> What you need to do
Print the lines from the one with "Query: parrot's head" to the one with "M106 83L111 76L111" without any changes.

> Input records
--- BEGIN ---
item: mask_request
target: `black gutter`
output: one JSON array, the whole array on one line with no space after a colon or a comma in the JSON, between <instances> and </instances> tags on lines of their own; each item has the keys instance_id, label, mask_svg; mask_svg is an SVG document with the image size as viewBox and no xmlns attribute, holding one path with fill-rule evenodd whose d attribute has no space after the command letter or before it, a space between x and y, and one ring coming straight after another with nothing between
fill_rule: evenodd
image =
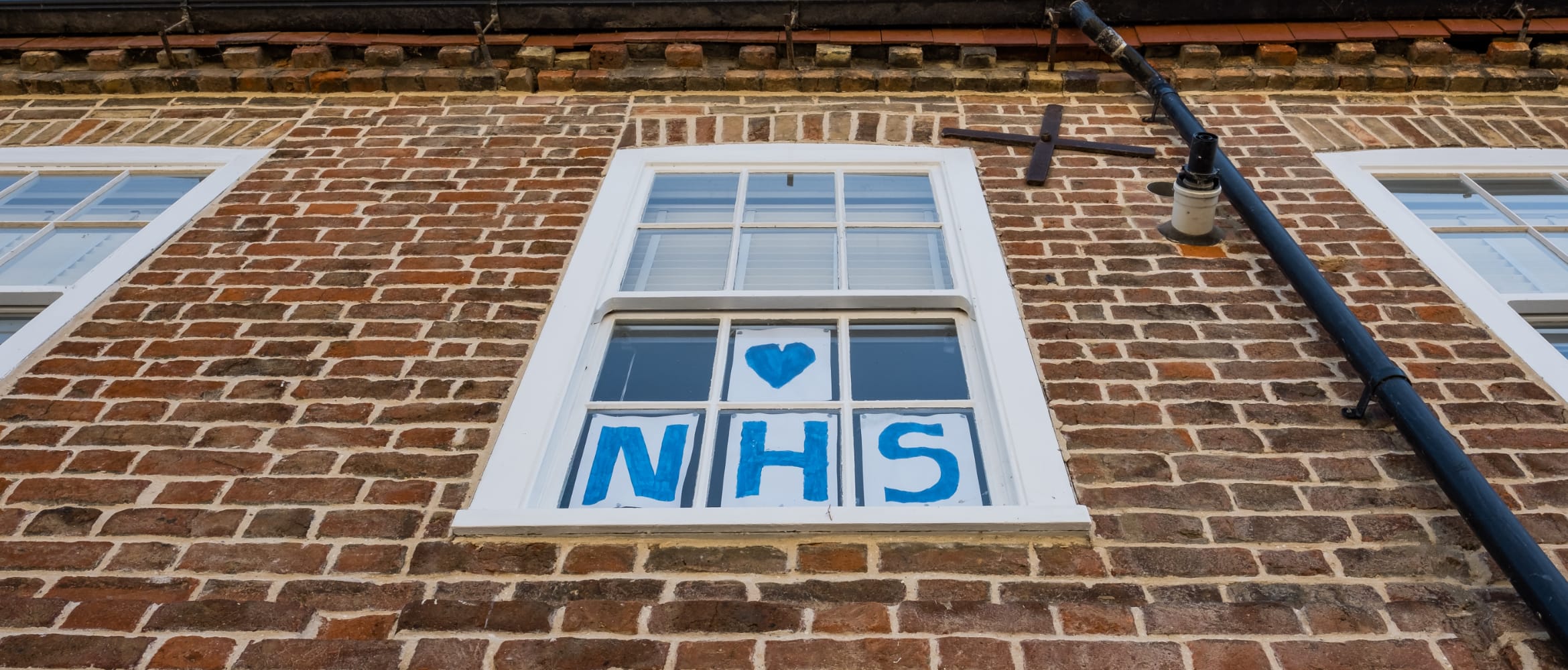
<instances>
[{"instance_id":1,"label":"black gutter","mask_svg":"<svg viewBox=\"0 0 1568 670\"><path fill-rule=\"evenodd\" d=\"M1077 0L1069 11L1083 35L1149 91L1154 104L1165 110L1182 140L1192 143L1198 133L1204 132L1203 124L1182 104L1181 96L1165 82L1165 77L1160 77L1149 66L1149 61L1143 60L1115 30L1094 16L1088 3ZM1367 384L1366 389L1377 395L1378 403L1394 419L1400 435L1432 469L1438 486L1454 502L1460 516L1469 523L1471 530L1480 538L1493 560L1508 574L1508 581L1513 582L1513 588L1519 592L1524 603L1546 624L1546 631L1557 642L1557 646L1568 651L1568 582L1563 581L1562 573L1524 530L1524 526L1491 488L1486 477L1475 469L1454 436L1438 422L1432 408L1421 400L1405 372L1378 348L1372 334L1356 320L1339 293L1328 286L1323 275L1317 271L1317 267L1286 232L1273 212L1258 198L1258 191L1236 169L1225 152L1220 152L1217 166L1220 188L1247 221L1247 228L1253 231L1279 271L1295 287L1301 301L1317 315L1319 323L1345 353L1350 366ZM1359 417L1367 400L1369 397L1364 394L1358 408L1345 414Z\"/></svg>"},{"instance_id":2,"label":"black gutter","mask_svg":"<svg viewBox=\"0 0 1568 670\"><path fill-rule=\"evenodd\" d=\"M1118 24L1237 24L1370 19L1502 19L1515 0L1101 0ZM1535 5L1541 5L1537 2ZM188 9L198 33L265 30L499 31L1040 28L1047 3L1018 0L0 0L0 35L151 35ZM1540 9L1540 8L1538 8ZM1560 9L1560 8L1559 8ZM1537 11L1551 16L1554 9Z\"/></svg>"}]
</instances>

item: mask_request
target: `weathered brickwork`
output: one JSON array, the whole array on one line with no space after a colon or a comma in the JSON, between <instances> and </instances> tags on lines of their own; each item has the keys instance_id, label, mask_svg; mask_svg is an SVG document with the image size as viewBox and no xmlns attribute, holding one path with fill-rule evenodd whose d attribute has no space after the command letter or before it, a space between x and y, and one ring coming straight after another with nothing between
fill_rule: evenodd
<instances>
[{"instance_id":1,"label":"weathered brickwork","mask_svg":"<svg viewBox=\"0 0 1568 670\"><path fill-rule=\"evenodd\" d=\"M974 144L1090 537L453 538L616 146ZM1221 135L1565 560L1563 399L1314 149L1568 146L1560 96L1215 94ZM1173 246L1134 96L0 100L0 143L274 152L0 397L0 667L1541 668L1538 624L1245 231ZM1234 218L1231 228L1237 228Z\"/></svg>"}]
</instances>

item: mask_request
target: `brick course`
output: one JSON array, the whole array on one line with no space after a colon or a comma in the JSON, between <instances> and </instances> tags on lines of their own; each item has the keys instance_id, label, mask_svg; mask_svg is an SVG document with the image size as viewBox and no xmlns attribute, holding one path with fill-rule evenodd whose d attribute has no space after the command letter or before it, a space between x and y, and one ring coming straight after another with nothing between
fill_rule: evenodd
<instances>
[{"instance_id":1,"label":"brick course","mask_svg":"<svg viewBox=\"0 0 1568 670\"><path fill-rule=\"evenodd\" d=\"M582 71L590 72L590 71ZM759 82L762 78L759 77ZM452 538L618 146L967 144L1091 537ZM1195 111L1559 559L1562 399L1311 157L1565 146L1555 94ZM1267 256L1154 226L1124 94L0 99L0 144L270 146L0 399L0 667L1562 667ZM1458 367L1463 361L1463 367Z\"/></svg>"}]
</instances>

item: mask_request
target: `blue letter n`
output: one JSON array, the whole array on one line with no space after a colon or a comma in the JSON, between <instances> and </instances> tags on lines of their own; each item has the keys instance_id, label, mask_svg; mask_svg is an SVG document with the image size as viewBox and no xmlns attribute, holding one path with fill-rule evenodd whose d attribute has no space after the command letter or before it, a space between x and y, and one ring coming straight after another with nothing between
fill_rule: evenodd
<instances>
[{"instance_id":1,"label":"blue letter n","mask_svg":"<svg viewBox=\"0 0 1568 670\"><path fill-rule=\"evenodd\" d=\"M676 483L681 482L681 460L685 457L687 425L666 425L659 447L659 469L648 457L643 430L630 425L607 425L599 431L594 447L593 469L588 471L588 486L583 490L583 505L604 501L610 493L610 475L615 461L626 452L626 472L632 475L632 491L654 501L674 501Z\"/></svg>"}]
</instances>

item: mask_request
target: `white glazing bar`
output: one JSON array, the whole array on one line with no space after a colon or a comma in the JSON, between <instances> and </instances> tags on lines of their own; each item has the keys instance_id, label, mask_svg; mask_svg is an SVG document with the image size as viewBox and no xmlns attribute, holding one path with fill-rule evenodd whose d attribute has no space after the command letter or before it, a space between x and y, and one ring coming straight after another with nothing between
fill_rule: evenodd
<instances>
[{"instance_id":1,"label":"white glazing bar","mask_svg":"<svg viewBox=\"0 0 1568 670\"><path fill-rule=\"evenodd\" d=\"M707 384L707 405L704 405L702 444L696 450L696 486L691 493L691 507L707 507L709 488L713 477L713 453L718 450L718 402L724 397L724 372L729 369L729 317L718 322L718 344L713 345L713 372Z\"/></svg>"},{"instance_id":2,"label":"white glazing bar","mask_svg":"<svg viewBox=\"0 0 1568 670\"><path fill-rule=\"evenodd\" d=\"M839 317L839 505L855 507L859 469L855 466L855 406L850 402L850 317Z\"/></svg>"},{"instance_id":3,"label":"white glazing bar","mask_svg":"<svg viewBox=\"0 0 1568 670\"><path fill-rule=\"evenodd\" d=\"M114 179L110 179L110 180L108 180L108 184L103 184L103 185L102 185L102 187L99 187L99 188L97 188L96 191L93 191L93 193L88 193L88 196L86 196L86 198L82 198L82 201L80 201L80 202L77 202L77 204L75 204L75 206L72 206L71 209L67 209L67 210L61 212L61 213L60 213L60 217L55 217L55 221L64 221L64 220L69 220L71 217L75 217L75 215L77 215L77 212L82 212L82 209L83 209L83 207L86 207L86 206L88 206L88 204L91 204L93 201L96 201L96 199L102 198L102 196L103 196L103 193L108 193L108 191L110 191L111 188L118 187L118 185L119 185L119 182L124 182L124 180L125 180L125 177L129 177L129 176L130 176L130 171L129 171L129 169L125 169L125 171L121 171L119 174L116 174L116 176L114 176ZM99 224L102 224L102 221L97 221L97 223L99 223Z\"/></svg>"},{"instance_id":4,"label":"white glazing bar","mask_svg":"<svg viewBox=\"0 0 1568 670\"><path fill-rule=\"evenodd\" d=\"M1497 212L1502 212L1504 217L1508 217L1508 221L1518 223L1519 226L1530 224L1524 218L1519 218L1519 215L1513 213L1513 210L1508 209L1508 206L1502 204L1502 201L1494 198L1491 193L1486 193L1486 190L1482 188L1480 184L1475 184L1475 180L1471 179L1469 174L1460 173L1460 182L1465 184L1466 188L1475 191L1475 195L1479 195L1480 199L1486 201L1486 204L1493 206Z\"/></svg>"},{"instance_id":5,"label":"white glazing bar","mask_svg":"<svg viewBox=\"0 0 1568 670\"><path fill-rule=\"evenodd\" d=\"M0 188L0 199L5 199L5 196L11 195L11 193L13 193L13 191L16 191L17 188L22 188L22 187L25 187L25 185L27 185L27 182L31 182L33 179L38 179L38 171L36 171L36 169L34 169L34 171L31 171L31 173L27 173L27 174L24 174L24 176L22 176L22 179L17 179L17 180L16 180L14 184L11 184L9 187L5 187L5 188Z\"/></svg>"}]
</instances>

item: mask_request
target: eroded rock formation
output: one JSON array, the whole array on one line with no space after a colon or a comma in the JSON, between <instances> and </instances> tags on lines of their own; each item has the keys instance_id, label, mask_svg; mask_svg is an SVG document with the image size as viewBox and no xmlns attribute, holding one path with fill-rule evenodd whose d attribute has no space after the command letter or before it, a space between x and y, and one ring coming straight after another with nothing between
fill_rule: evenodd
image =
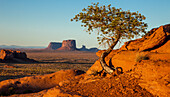
<instances>
[{"instance_id":1,"label":"eroded rock formation","mask_svg":"<svg viewBox=\"0 0 170 97\"><path fill-rule=\"evenodd\" d=\"M56 49L60 48L61 46L62 46L62 43L50 42L50 44L48 45L48 47L46 49L48 49L48 50L56 50Z\"/></svg>"},{"instance_id":2,"label":"eroded rock formation","mask_svg":"<svg viewBox=\"0 0 170 97\"><path fill-rule=\"evenodd\" d=\"M75 40L63 40L62 47L58 48L57 50L68 50L68 51L77 50L76 41Z\"/></svg>"},{"instance_id":3,"label":"eroded rock formation","mask_svg":"<svg viewBox=\"0 0 170 97\"><path fill-rule=\"evenodd\" d=\"M5 50L5 49L1 50L0 59L1 59L1 62L12 62L12 63L13 62L19 62L19 63L36 62L33 59L27 58L27 55L25 52Z\"/></svg>"},{"instance_id":4,"label":"eroded rock formation","mask_svg":"<svg viewBox=\"0 0 170 97\"><path fill-rule=\"evenodd\" d=\"M97 51L99 51L99 49L97 49L97 48L90 48L90 49L88 49L88 48L86 48L85 45L82 45L82 47L79 48L78 50L79 51L90 51L90 52L97 52Z\"/></svg>"},{"instance_id":5,"label":"eroded rock formation","mask_svg":"<svg viewBox=\"0 0 170 97\"><path fill-rule=\"evenodd\" d=\"M154 28L141 39L125 42L121 50L149 51L162 46L169 40L170 24Z\"/></svg>"}]
</instances>

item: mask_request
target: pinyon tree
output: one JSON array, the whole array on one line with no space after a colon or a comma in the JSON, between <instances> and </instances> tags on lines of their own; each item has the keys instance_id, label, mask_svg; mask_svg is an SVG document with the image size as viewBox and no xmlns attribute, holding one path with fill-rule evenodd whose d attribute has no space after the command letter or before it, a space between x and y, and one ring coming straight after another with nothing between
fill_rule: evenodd
<instances>
[{"instance_id":1,"label":"pinyon tree","mask_svg":"<svg viewBox=\"0 0 170 97\"><path fill-rule=\"evenodd\" d=\"M146 34L145 16L138 12L123 11L121 8L99 6L99 3L84 8L71 21L81 21L82 27L91 34L97 33L99 44L108 44L108 49L101 54L100 63L106 73L113 73L116 68L110 68L105 57L113 50L121 39L132 39L134 36Z\"/></svg>"}]
</instances>

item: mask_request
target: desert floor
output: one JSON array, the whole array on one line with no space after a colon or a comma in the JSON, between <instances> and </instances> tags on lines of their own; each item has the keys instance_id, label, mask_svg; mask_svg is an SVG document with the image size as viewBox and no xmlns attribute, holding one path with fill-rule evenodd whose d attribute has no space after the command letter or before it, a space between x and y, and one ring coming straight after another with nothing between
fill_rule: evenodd
<instances>
[{"instance_id":1,"label":"desert floor","mask_svg":"<svg viewBox=\"0 0 170 97\"><path fill-rule=\"evenodd\" d=\"M98 59L94 52L27 50L26 53L38 63L0 63L0 81L66 69L87 71Z\"/></svg>"}]
</instances>

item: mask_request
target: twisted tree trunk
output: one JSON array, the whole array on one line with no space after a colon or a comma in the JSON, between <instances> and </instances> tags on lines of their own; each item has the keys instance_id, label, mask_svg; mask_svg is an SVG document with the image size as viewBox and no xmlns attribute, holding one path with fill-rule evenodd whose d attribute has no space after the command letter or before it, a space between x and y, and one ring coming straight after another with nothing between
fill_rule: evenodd
<instances>
[{"instance_id":1,"label":"twisted tree trunk","mask_svg":"<svg viewBox=\"0 0 170 97\"><path fill-rule=\"evenodd\" d=\"M118 36L118 38L113 42L113 44L110 45L110 47L101 54L100 56L100 63L101 63L101 66L103 68L103 70L105 70L106 73L109 73L109 74L112 74L114 72L113 69L111 69L107 64L106 64L106 61L105 61L105 58L107 55L109 55L109 53L113 50L113 48L115 47L115 45L118 43L120 39L120 35Z\"/></svg>"}]
</instances>

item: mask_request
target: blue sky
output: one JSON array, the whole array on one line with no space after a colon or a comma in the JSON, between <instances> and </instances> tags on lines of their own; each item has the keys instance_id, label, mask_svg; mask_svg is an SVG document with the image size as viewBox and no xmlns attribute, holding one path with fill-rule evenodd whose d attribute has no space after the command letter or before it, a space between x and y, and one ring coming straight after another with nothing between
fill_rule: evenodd
<instances>
[{"instance_id":1,"label":"blue sky","mask_svg":"<svg viewBox=\"0 0 170 97\"><path fill-rule=\"evenodd\" d=\"M0 45L47 46L75 39L77 47L98 47L95 34L70 21L92 2L139 11L147 30L170 23L170 0L0 0Z\"/></svg>"}]
</instances>

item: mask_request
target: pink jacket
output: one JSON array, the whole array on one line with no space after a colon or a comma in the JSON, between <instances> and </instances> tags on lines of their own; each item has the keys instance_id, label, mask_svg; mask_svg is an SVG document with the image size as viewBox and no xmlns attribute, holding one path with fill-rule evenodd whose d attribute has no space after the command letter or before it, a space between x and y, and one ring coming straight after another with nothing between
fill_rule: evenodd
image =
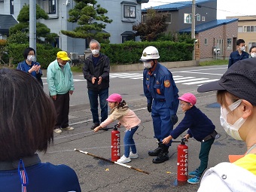
<instances>
[{"instance_id":1,"label":"pink jacket","mask_svg":"<svg viewBox=\"0 0 256 192\"><path fill-rule=\"evenodd\" d=\"M126 105L123 108L117 108L114 107L112 108L108 117L104 120L100 126L102 127L106 126L116 120L118 120L118 123L123 125L126 130L136 126L141 123L141 120L128 108L128 105Z\"/></svg>"}]
</instances>

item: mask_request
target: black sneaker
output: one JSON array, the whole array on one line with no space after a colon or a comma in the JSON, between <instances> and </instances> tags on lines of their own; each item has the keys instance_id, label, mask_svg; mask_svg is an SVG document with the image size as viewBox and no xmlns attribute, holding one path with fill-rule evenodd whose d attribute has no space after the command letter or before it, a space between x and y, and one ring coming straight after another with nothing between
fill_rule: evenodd
<instances>
[{"instance_id":1,"label":"black sneaker","mask_svg":"<svg viewBox=\"0 0 256 192\"><path fill-rule=\"evenodd\" d=\"M157 148L154 150L148 151L148 155L149 156L157 156L161 151L162 151L162 148L158 147Z\"/></svg>"},{"instance_id":2,"label":"black sneaker","mask_svg":"<svg viewBox=\"0 0 256 192\"><path fill-rule=\"evenodd\" d=\"M94 124L90 127L90 129L91 129L91 130L94 130L94 129L96 128L98 126L99 126L99 123L94 123Z\"/></svg>"}]
</instances>

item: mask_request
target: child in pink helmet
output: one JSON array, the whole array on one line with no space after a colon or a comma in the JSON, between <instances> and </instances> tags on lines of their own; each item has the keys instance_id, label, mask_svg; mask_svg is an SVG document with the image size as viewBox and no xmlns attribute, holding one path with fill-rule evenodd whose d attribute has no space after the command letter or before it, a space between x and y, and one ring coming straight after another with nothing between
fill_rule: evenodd
<instances>
[{"instance_id":1,"label":"child in pink helmet","mask_svg":"<svg viewBox=\"0 0 256 192\"><path fill-rule=\"evenodd\" d=\"M123 125L126 128L123 137L124 154L117 160L118 163L128 163L131 159L139 157L136 146L133 140L133 135L138 130L141 120L128 108L126 102L122 101L122 96L117 93L113 93L107 99L108 106L111 108L108 117L94 129L97 132L108 126L116 120L118 120L118 127ZM130 149L131 148L131 151Z\"/></svg>"},{"instance_id":2,"label":"child in pink helmet","mask_svg":"<svg viewBox=\"0 0 256 192\"><path fill-rule=\"evenodd\" d=\"M170 133L169 136L163 139L163 143L169 143L172 139L178 138L187 129L187 133L184 138L187 140L189 138L194 137L197 141L201 142L199 154L200 165L196 170L188 173L188 175L192 178L187 180L190 184L197 184L200 182L203 172L207 168L209 154L217 132L212 120L195 106L197 98L194 95L187 93L178 97L178 99L185 116L176 128Z\"/></svg>"}]
</instances>

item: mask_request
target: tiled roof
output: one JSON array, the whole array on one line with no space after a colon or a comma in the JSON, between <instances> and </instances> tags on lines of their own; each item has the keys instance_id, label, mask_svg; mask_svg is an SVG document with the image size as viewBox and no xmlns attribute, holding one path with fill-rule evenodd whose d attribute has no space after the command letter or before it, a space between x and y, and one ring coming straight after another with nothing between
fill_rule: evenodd
<instances>
[{"instance_id":1,"label":"tiled roof","mask_svg":"<svg viewBox=\"0 0 256 192\"><path fill-rule=\"evenodd\" d=\"M0 33L9 33L10 27L17 23L12 15L0 14Z\"/></svg>"},{"instance_id":2,"label":"tiled roof","mask_svg":"<svg viewBox=\"0 0 256 192\"><path fill-rule=\"evenodd\" d=\"M203 3L209 2L215 2L215 0L196 0L196 5L200 5ZM187 7L191 7L192 1L187 2L178 2L174 3L169 3L166 5L162 5L159 6L151 7L151 8L155 9L157 11L175 11L179 10L181 8L184 8ZM142 9L142 12L146 12L147 9Z\"/></svg>"},{"instance_id":3,"label":"tiled roof","mask_svg":"<svg viewBox=\"0 0 256 192\"><path fill-rule=\"evenodd\" d=\"M203 31L211 29L212 28L215 28L219 26L229 24L233 22L236 22L237 20L238 19L227 19L227 20L215 20L209 21L209 22L196 26L195 32L199 33ZM179 32L180 33L191 32L191 27L179 30Z\"/></svg>"}]
</instances>

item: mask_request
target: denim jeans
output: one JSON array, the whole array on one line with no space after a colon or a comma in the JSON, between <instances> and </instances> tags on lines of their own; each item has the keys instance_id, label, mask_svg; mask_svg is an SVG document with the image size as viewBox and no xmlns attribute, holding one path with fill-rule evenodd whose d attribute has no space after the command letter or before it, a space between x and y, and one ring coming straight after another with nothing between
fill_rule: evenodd
<instances>
[{"instance_id":1,"label":"denim jeans","mask_svg":"<svg viewBox=\"0 0 256 192\"><path fill-rule=\"evenodd\" d=\"M99 91L88 89L90 111L93 114L93 120L94 123L99 123L98 96L99 98L99 105L101 108L101 122L103 122L108 118L108 101L106 99L108 97L108 88Z\"/></svg>"},{"instance_id":2,"label":"denim jeans","mask_svg":"<svg viewBox=\"0 0 256 192\"><path fill-rule=\"evenodd\" d=\"M199 159L200 160L200 166L198 167L197 177L201 177L203 172L208 166L209 154L210 153L212 145L215 139L207 140L206 142L201 142L201 149L199 154Z\"/></svg>"},{"instance_id":3,"label":"denim jeans","mask_svg":"<svg viewBox=\"0 0 256 192\"><path fill-rule=\"evenodd\" d=\"M138 130L139 126L133 127L130 131L126 130L123 137L123 145L124 145L124 156L128 157L130 155L130 148L131 148L133 154L137 153L136 146L133 140L133 135Z\"/></svg>"}]
</instances>

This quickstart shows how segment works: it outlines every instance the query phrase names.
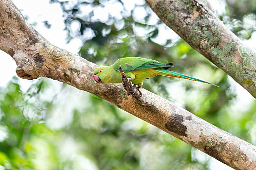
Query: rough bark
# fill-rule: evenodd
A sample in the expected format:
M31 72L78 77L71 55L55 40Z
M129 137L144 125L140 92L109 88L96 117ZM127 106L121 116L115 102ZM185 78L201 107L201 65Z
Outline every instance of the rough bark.
M220 21L206 0L146 0L168 27L256 98L256 53Z
M143 89L138 102L127 96L121 84L96 83L92 72L98 66L49 43L10 0L0 1L0 49L16 62L21 78L42 76L66 83L103 98L232 168L256 167L256 147L172 102Z

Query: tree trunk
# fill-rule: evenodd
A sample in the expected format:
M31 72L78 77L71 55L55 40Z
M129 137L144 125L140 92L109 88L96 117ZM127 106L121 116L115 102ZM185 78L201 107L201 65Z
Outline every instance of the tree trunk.
M49 43L9 0L0 1L0 49L16 62L20 77L44 77L66 83L103 98L233 168L256 167L256 147L173 102L145 89L138 101L127 96L120 84L97 84L92 72L98 66Z
M223 24L206 0L146 2L166 25L256 98L256 53Z

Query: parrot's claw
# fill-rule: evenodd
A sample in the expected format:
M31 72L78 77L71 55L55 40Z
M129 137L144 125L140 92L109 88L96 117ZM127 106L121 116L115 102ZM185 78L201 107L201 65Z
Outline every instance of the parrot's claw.
M141 88L141 86L138 86L137 87L136 87L136 88L137 89L137 90L138 90L138 92L139 92L139 96L141 97L142 96L142 92L141 92L141 91L139 89L140 88Z
M139 89L141 87L140 86L137 87L135 85L132 85L131 81L134 80L135 79L127 78L123 72L121 66L119 66L119 69L122 76L122 85L124 89L127 92L127 94L132 95L135 98L139 100L140 97L142 96L142 93ZM139 94L138 94L138 91Z

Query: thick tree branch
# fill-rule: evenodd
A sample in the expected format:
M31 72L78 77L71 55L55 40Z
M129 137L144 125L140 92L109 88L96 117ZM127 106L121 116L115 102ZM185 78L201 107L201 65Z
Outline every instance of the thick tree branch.
M160 19L256 98L256 53L245 46L206 0L146 0Z
M21 78L58 80L99 96L236 169L254 170L256 147L172 102L142 89L141 102L121 84L98 85L94 63L54 46L25 21L10 0L0 1L0 49L11 55Z

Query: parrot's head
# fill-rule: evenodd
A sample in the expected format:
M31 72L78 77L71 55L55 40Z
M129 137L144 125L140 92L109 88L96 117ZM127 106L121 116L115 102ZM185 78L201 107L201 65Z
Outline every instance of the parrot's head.
M106 83L111 76L111 71L108 66L100 67L93 72L93 78L98 83Z

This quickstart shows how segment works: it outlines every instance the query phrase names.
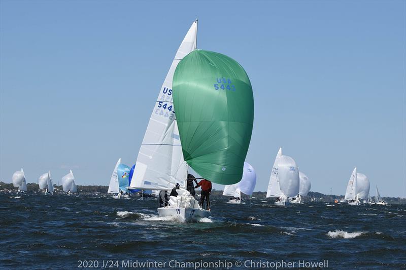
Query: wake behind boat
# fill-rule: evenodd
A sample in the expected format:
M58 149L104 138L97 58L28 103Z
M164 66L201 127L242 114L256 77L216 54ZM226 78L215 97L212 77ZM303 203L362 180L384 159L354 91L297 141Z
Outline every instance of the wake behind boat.
M12 181L14 187L18 187L17 194L27 191L27 183L22 168L21 171L17 171L13 174Z
M248 163L244 162L244 172L241 180L233 185L224 186L223 195L231 196L227 203L230 204L241 203L241 192L247 195L252 195L255 187L257 176L254 168Z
--- END ---
> Problem solution
Query: parrot's head
# fill-rule: evenodd
A sample in the expected format:
M31 72L78 77L71 55L55 40Z
M129 137L144 125L140 92L109 88L96 117ZM127 106L121 116L115 102ZM185 78L201 107L201 65Z
Outline every instance of the parrot's head.
M106 83L111 76L111 71L108 66L100 67L93 72L93 78L98 83Z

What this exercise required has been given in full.